● **Text passage**:
++++++++++++++++++++

“[The Messenger] is about the way history will repeat itself unless we do something to change that.” – Jenny Connell Davis, Playwright
In 1935, The Nuremberg Race Laws were established in Nazi Germany. These laws defined citizenship in the German Reich in violently narrow terms, ostracizing Jewish residents and others outside of mainstream Aryan society, and eventually led to the rise of Holocaust and slaughter of millions. On their face, these laws did not demand or encourage violence. They simply legalized the dehumanization and separation of portions of the German populace, and gave freedom to loosely trained pseudo-authorities to enforce these laws on their own terms.
If only this didn’t sound so familiar.
Jenny Connell Davis’ play The Messenger is a cautionary tale and a call to action. Entirely inspired by real words and real events, the play spans eight decades of history, from the origins of World War II to the 2020 Pandemic. It connects the dots between sentiment and action, for all its possible good, and all its possible evil.
The play centers on Georgia Gabor, a true historical figure. Georgia was a Hungarian-American math teacher at San Marino Middle School and a Holocaust survivor. Her story is represented in this play by her actual words (either from her writing or published interviews). She witnessed unimaginable cruelty and violence as a teenager, and she emigrated to the United States alone, as her entire family perished at the hands of the Nazis. She came to this country with a broken heart, and unflappable resolve. When greeted with an opposition to her truth by concerned parents, she was not about to back down.
While the other characters in this play are fictional, they represent very real ideas and lived experiences that existed in their respective time periods. “1969” represents a hypothetical peek at why an important piece of world history could have been kept locked away for so many years. In this branch of the story, sentiment and action are at odds – the character knows that the artifact she discovered should be shared with the public, but will she be able to do so, given her status as a student, a woman, and an outsider to the organization’s establishment?
“1993” represents numerous parents and others who were opposed to Georgia Gabor sharing her personal story with her students. The sentiment of a concerned parent is something most of us can relate to, but is the action that stemmed from the parent’s sentiment appropriate, or fair?
“2021” embodies the life of countless Asian-Americans living through the 2020 Pandemic and enduring a glut of racism and bigotry, often while in spaces that had previously been considered safe. But with the “freedom” of dehumanizing the other is granted by influential parties, the play asks us quite clearly – is anyone safe? Who is speaking out against such things?
The Messenger cautions us about the dangers of not seeing, and treating our fellow human beings with dignity. Beyond that, it implores us, all of us, to not stand idly by as injustice takes hold. Because the stakes of not speaking out are way too dire. We’ve been there before.

++++++++++++++++++++

● **Stored dataset items**:
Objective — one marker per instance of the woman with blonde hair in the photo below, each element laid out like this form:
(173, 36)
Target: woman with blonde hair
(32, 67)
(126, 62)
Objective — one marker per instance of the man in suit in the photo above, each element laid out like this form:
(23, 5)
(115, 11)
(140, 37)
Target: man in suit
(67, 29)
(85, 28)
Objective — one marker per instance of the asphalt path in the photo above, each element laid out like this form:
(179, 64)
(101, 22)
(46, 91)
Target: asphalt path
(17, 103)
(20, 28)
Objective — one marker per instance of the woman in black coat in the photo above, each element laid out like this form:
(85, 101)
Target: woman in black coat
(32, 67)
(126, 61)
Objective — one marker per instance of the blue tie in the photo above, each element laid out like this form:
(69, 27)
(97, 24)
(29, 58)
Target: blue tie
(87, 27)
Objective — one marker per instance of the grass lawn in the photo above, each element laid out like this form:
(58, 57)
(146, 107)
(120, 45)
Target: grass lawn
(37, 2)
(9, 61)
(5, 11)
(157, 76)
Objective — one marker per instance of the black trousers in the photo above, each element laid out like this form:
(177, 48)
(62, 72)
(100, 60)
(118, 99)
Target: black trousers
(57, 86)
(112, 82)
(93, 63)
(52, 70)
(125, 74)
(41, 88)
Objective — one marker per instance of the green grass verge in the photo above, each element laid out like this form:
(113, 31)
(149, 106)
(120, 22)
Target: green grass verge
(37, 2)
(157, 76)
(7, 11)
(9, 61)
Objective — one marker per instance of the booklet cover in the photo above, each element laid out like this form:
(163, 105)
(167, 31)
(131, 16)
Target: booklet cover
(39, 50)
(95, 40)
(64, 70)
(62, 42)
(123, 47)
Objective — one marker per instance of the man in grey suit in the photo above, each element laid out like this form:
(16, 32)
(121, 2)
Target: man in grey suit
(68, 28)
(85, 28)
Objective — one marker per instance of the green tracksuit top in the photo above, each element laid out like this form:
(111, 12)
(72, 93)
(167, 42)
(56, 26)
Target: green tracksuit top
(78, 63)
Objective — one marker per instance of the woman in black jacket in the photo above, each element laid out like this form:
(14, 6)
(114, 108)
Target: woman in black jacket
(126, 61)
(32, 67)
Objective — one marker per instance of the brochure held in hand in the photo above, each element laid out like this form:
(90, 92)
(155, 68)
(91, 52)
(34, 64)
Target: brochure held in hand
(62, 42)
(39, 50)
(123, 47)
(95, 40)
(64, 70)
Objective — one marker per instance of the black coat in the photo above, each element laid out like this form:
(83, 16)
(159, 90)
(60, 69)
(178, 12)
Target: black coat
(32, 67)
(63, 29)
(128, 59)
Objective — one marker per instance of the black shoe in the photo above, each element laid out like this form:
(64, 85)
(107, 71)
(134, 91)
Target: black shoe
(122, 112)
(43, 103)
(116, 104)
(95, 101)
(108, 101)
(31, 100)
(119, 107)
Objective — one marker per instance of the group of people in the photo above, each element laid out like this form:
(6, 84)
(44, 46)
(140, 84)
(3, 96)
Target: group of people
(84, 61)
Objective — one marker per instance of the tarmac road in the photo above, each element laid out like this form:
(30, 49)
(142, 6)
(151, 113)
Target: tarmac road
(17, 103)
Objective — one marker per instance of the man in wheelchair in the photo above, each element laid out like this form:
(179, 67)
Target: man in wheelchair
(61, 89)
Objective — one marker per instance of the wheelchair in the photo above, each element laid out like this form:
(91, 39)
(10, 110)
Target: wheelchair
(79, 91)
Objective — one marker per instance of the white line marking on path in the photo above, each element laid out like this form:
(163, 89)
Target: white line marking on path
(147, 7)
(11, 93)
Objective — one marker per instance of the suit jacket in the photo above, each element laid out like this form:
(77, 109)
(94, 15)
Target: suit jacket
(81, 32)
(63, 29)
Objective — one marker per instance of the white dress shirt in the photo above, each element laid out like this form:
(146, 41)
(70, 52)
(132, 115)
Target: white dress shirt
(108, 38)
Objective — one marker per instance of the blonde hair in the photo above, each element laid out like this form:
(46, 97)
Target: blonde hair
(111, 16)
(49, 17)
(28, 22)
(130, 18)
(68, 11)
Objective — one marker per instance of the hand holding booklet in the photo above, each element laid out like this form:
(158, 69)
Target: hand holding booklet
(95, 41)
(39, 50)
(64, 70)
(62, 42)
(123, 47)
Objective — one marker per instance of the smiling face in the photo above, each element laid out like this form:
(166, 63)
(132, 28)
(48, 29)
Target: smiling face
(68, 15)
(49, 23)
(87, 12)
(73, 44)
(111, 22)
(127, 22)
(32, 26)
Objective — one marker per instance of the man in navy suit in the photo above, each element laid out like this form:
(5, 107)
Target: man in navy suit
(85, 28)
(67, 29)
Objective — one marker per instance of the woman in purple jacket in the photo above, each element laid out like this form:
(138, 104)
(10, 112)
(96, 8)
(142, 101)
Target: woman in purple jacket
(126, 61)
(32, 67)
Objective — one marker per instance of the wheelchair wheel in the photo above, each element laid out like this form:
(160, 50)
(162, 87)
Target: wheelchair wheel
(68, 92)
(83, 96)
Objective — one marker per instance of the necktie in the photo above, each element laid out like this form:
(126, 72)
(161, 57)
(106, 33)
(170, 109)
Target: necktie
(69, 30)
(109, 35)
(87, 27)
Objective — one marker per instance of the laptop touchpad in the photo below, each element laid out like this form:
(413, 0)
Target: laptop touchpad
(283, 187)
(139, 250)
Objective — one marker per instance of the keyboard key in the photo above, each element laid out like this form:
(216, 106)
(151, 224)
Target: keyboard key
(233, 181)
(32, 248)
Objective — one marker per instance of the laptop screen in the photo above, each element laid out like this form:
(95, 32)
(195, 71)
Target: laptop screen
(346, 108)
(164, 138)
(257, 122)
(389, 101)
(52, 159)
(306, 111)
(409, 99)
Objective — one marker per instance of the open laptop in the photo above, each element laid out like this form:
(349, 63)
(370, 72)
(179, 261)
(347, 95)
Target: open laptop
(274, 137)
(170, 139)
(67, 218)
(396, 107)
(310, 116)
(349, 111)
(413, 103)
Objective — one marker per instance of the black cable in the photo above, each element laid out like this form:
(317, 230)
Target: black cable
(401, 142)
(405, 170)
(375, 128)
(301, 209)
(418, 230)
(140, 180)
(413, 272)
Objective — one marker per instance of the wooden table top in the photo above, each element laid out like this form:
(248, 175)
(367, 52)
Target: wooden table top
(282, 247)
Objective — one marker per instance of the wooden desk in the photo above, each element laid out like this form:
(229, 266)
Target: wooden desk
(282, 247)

++++++++++++++++++++

● **Exercise**: Quote the essay on the play The Messenger word for word, from "Jenny Connell Davis’" through "its possible evil.".

● **Completed task**:
Jenny Connell Davis’ play The Messenger is a cautionary tale and a call to action. Entirely inspired by real words and real events, the play spans eight decades of history, from the origins of World War II to the 2020 Pandemic. It connects the dots between sentiment and action, for all its possible good, and all its possible evil.